→ **Set exercise**
Gather every line of the records below that contains the word "chair", and copy each one in full.

### Data in this exercise ###

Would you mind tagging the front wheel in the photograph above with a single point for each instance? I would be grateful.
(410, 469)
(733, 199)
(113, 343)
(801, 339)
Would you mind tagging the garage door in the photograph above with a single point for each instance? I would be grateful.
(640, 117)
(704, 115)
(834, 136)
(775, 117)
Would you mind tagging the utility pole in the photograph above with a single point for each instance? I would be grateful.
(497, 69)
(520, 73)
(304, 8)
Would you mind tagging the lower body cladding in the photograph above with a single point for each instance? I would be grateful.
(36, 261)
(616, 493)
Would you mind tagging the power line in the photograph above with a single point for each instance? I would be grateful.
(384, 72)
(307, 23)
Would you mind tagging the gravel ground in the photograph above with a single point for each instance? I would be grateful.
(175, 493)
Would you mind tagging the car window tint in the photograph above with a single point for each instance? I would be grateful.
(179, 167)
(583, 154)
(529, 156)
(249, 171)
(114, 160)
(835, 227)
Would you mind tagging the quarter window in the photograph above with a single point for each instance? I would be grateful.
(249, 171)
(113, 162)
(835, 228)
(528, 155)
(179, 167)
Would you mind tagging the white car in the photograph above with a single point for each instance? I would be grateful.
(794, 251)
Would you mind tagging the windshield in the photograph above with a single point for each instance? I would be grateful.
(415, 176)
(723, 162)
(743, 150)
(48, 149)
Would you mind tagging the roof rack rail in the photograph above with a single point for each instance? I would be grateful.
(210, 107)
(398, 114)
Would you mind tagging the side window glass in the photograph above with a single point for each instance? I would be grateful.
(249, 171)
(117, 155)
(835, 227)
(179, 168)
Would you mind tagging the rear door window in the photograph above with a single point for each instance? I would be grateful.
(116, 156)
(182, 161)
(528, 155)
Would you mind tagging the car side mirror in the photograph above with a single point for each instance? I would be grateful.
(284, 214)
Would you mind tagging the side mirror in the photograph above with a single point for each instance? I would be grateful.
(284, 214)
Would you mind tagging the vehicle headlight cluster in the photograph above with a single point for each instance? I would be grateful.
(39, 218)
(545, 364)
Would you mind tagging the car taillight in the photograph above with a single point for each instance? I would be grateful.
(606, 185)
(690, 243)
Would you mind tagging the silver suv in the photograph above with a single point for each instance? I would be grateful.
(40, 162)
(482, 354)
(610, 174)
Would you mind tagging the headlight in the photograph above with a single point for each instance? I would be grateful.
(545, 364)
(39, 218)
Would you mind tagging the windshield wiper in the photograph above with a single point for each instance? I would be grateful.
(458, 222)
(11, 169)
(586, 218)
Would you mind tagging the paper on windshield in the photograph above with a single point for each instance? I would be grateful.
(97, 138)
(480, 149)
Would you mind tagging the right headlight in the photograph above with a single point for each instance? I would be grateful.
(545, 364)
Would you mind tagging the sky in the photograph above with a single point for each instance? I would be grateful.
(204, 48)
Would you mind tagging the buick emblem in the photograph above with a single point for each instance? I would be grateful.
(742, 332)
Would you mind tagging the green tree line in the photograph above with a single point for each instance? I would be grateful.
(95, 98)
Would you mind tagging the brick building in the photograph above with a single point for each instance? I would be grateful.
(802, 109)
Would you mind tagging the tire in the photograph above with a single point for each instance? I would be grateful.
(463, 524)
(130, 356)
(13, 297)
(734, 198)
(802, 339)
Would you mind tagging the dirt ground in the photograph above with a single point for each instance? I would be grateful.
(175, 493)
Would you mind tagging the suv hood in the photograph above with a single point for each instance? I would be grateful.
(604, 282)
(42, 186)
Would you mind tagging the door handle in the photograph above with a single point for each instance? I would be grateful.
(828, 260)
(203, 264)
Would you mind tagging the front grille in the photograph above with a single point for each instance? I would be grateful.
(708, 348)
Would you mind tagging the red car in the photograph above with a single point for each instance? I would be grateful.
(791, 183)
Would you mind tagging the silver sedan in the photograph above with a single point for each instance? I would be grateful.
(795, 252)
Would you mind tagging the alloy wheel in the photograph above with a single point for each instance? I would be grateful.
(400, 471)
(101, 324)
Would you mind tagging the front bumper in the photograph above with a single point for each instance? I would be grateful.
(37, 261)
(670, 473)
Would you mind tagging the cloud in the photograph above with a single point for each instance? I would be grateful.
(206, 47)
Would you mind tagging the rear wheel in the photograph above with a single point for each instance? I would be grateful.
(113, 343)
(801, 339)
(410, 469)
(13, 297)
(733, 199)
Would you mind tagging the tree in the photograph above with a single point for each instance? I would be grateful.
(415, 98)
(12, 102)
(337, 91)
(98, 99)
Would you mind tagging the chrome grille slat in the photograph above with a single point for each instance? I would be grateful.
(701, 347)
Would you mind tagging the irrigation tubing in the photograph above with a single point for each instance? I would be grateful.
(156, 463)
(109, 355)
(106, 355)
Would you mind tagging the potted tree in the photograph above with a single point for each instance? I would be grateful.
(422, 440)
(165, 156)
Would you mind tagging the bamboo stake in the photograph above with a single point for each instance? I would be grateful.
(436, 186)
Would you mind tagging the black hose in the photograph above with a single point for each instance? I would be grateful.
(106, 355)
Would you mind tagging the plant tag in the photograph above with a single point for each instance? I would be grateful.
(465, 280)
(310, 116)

###
### Data in this exercise ###

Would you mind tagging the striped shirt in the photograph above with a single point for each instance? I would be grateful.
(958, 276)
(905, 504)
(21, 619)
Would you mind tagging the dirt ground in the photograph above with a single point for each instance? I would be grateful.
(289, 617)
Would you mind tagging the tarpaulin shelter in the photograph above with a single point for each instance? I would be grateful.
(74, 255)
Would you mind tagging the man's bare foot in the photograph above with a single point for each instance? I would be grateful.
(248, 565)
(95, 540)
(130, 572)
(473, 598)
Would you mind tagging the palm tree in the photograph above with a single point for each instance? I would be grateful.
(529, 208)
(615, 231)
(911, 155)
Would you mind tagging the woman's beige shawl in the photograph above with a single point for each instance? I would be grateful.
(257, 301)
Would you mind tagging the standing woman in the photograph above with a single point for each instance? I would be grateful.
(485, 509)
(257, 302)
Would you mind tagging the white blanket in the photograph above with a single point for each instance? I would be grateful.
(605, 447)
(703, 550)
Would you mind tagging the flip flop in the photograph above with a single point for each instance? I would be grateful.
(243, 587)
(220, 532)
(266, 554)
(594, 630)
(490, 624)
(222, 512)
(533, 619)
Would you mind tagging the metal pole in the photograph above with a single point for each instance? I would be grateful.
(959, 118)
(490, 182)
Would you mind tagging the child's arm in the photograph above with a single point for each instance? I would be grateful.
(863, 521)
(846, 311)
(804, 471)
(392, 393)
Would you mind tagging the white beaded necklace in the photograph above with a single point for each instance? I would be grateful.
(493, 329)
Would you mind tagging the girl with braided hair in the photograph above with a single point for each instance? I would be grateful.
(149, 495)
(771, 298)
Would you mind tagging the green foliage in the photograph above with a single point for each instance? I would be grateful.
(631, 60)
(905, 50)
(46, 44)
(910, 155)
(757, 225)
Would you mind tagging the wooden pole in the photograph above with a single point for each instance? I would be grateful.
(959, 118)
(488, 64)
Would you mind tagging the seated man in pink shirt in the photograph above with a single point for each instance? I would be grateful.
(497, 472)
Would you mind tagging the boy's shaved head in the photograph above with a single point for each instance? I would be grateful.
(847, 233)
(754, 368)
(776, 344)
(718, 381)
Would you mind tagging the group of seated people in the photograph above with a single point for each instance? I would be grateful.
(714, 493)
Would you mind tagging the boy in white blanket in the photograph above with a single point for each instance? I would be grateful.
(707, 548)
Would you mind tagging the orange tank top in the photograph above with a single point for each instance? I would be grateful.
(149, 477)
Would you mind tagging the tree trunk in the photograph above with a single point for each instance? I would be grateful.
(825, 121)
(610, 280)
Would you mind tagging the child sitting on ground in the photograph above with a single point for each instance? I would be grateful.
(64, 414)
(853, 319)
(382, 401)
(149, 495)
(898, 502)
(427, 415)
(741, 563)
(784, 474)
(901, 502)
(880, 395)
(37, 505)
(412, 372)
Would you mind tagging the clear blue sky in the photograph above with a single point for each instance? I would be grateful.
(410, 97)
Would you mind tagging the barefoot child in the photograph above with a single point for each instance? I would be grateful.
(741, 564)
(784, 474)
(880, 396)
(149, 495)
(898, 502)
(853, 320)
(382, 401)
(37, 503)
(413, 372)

###
### Data in this exercise ###

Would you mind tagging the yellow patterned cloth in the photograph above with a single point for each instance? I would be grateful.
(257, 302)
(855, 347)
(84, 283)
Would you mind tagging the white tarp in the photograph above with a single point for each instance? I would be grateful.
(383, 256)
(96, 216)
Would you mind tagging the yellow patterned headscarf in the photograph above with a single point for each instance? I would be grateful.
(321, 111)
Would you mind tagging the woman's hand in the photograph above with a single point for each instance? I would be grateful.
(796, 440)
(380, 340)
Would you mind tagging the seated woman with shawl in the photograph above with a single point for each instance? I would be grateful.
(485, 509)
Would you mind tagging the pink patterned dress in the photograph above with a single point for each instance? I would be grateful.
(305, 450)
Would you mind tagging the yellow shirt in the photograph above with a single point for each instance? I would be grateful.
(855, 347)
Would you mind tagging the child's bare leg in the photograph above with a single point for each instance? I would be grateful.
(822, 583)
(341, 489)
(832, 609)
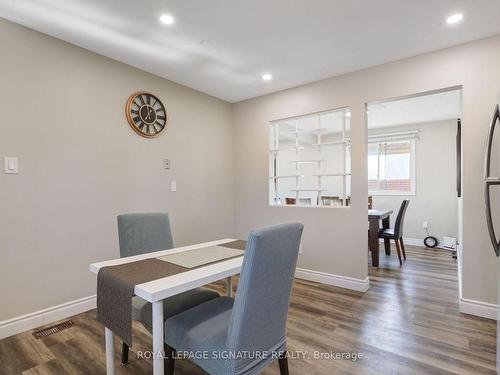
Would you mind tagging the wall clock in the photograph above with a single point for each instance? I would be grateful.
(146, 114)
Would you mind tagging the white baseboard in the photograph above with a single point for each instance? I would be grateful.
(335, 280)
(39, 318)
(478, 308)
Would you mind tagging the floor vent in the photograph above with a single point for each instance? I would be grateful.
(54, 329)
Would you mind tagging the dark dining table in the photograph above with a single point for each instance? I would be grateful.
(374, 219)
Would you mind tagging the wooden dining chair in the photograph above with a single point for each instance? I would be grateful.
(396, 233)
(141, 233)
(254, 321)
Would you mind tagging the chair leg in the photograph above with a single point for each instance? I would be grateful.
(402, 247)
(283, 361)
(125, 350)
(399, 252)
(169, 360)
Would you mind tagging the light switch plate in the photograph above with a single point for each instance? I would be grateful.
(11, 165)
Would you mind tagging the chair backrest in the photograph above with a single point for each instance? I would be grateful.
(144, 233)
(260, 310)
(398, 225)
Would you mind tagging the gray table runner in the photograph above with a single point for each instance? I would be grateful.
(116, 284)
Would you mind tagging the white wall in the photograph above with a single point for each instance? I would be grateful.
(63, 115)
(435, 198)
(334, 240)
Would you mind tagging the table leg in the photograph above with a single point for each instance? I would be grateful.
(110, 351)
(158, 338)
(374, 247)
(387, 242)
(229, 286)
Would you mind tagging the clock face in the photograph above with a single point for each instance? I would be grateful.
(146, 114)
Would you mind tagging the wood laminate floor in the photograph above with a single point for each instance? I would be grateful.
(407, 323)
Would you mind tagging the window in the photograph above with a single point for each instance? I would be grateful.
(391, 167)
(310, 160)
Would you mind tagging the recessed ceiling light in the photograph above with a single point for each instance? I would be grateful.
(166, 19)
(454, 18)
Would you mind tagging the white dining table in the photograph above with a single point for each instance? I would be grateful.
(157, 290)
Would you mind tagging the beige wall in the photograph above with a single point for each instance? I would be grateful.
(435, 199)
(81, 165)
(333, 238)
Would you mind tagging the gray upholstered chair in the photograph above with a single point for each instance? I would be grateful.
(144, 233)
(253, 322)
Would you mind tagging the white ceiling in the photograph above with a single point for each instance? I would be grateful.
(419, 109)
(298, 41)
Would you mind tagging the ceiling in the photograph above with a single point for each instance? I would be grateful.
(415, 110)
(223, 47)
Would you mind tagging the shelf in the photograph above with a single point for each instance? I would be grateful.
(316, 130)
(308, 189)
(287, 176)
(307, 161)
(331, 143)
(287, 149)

###

→ **Solution**
Would you mind tagging the wooden dining chair in the photograph above with a single point for each instance? I would be grateful.
Would you mind tagging the chair leg in the photograph above with a single point for each instance? I would be grateful.
Would you mind tagging the chair backrest in the photograph above with a single point for each instance? I would be grateful.
Would you mind tagging the gray upholstered chair in the photograph above with a single point for each instance? I would be grateful.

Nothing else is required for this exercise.